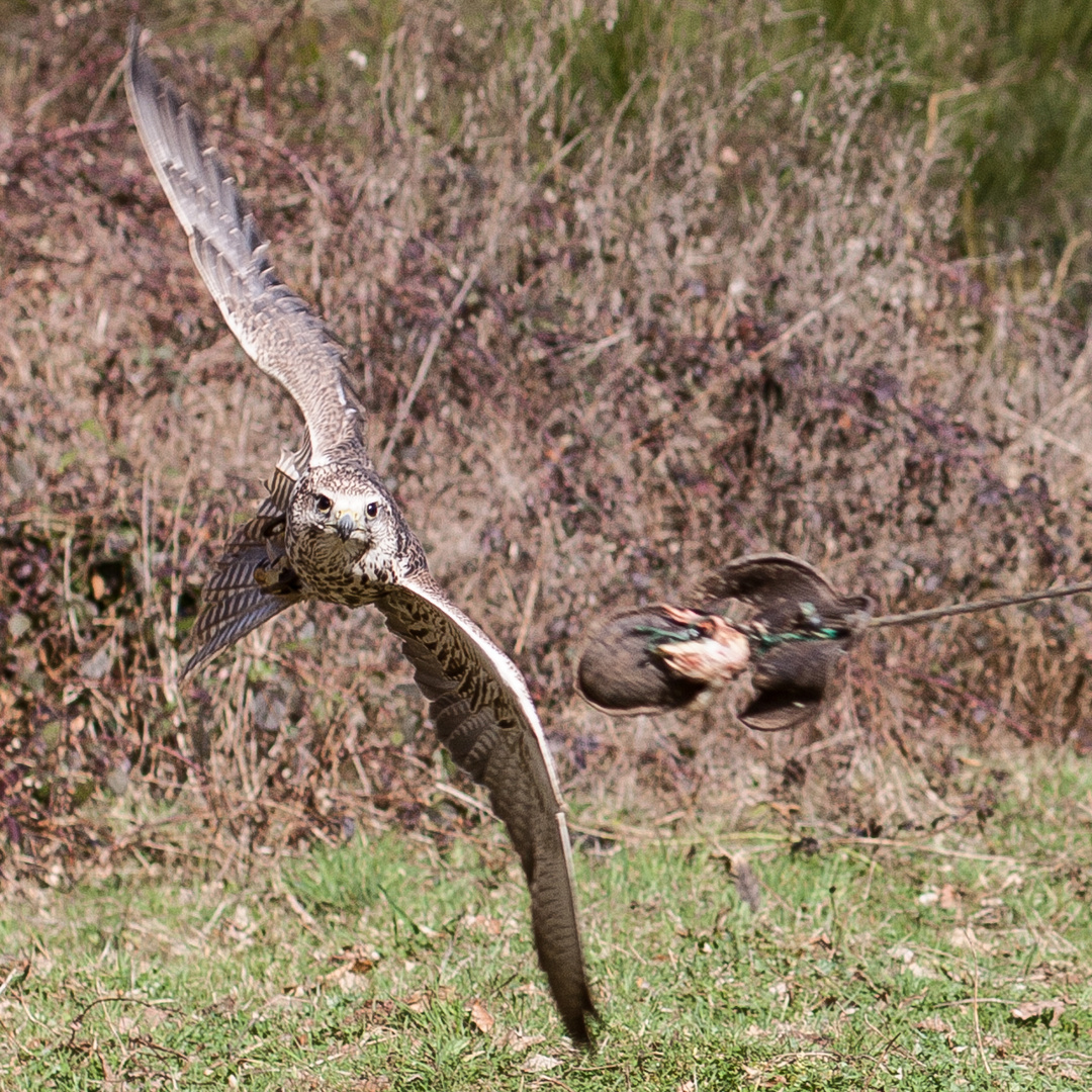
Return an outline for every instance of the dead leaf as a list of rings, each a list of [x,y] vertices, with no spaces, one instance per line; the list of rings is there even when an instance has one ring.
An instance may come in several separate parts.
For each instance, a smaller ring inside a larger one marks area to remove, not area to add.
[[[489,917],[486,914],[467,914],[463,918],[463,925],[468,929],[482,929],[490,937],[499,937],[502,928],[499,917]]]
[[[560,1058],[551,1058],[548,1054],[532,1054],[523,1059],[520,1066],[525,1073],[545,1073],[561,1065]]]
[[[494,1020],[489,1010],[485,1007],[485,1001],[477,997],[474,998],[474,1000],[466,1006],[466,1011],[471,1014],[471,1023],[474,1024],[474,1026],[477,1028],[483,1035],[488,1035],[489,1032],[492,1031],[492,1025],[497,1021]]]
[[[1012,1009],[1012,1016],[1017,1020],[1035,1020],[1041,1016],[1051,1013],[1051,1028],[1058,1026],[1061,1013],[1066,1011],[1066,1002],[1058,997],[1052,997],[1048,1001],[1024,1001]]]

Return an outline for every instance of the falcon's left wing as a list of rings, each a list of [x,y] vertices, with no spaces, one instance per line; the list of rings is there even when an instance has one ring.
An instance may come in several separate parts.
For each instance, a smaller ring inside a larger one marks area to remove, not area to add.
[[[437,736],[489,791],[508,828],[531,889],[538,962],[570,1037],[587,1045],[586,1019],[595,1006],[584,972],[565,805],[523,676],[427,571],[376,606],[402,639]]]

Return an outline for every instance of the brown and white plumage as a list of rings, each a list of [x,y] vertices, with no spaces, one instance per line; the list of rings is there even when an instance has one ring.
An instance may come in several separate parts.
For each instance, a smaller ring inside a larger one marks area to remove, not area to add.
[[[282,458],[258,514],[227,544],[186,673],[300,600],[375,604],[403,642],[437,734],[489,792],[531,890],[538,961],[569,1035],[595,1013],[553,761],[519,668],[447,595],[365,448],[344,351],[273,272],[268,244],[201,121],[161,82],[130,31],[126,92],[198,272],[232,332],[295,399],[304,448]]]

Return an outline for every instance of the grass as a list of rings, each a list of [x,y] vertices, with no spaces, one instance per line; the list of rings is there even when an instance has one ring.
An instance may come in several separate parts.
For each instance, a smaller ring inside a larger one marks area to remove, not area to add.
[[[768,812],[585,845],[590,1056],[559,1037],[492,829],[357,835],[239,883],[146,865],[27,889],[0,923],[0,1085],[1070,1089],[1092,1068],[1092,772],[1008,772],[992,814],[938,831]]]

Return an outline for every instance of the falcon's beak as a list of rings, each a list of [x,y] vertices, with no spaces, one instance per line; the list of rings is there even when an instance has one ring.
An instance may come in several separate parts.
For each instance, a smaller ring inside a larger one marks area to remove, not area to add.
[[[342,512],[337,517],[337,523],[335,524],[337,529],[337,536],[342,542],[348,542],[352,537],[353,532],[356,531],[356,520],[353,519],[352,512]]]

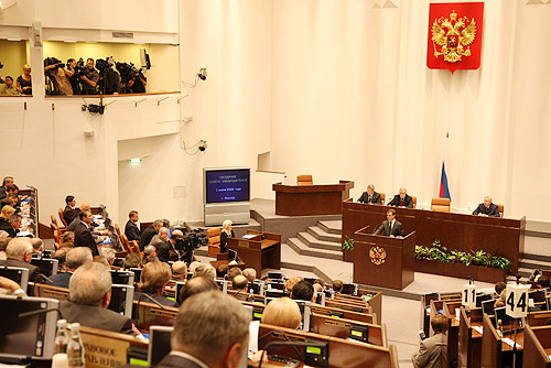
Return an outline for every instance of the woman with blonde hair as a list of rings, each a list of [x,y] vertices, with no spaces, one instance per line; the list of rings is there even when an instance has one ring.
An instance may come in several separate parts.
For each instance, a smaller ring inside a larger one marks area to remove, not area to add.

+++

◆ AIM OF THE EXERCISE
Set down again, word for word, the stretch of rows from the line containing "Return an outline for every instance of the woman" through the end of the rows.

◆ WORKED ANSWER
Return an outline for every instance of the woman with blonde hair as a list of rings, each a list of [x,y] vertices, with no spaces, one instance per line; the list of rings is there even when an instance has one ring.
An instance may come in several separate parts.
For each instance, a smaller ring inside a larger one marks area to remove, not area to add.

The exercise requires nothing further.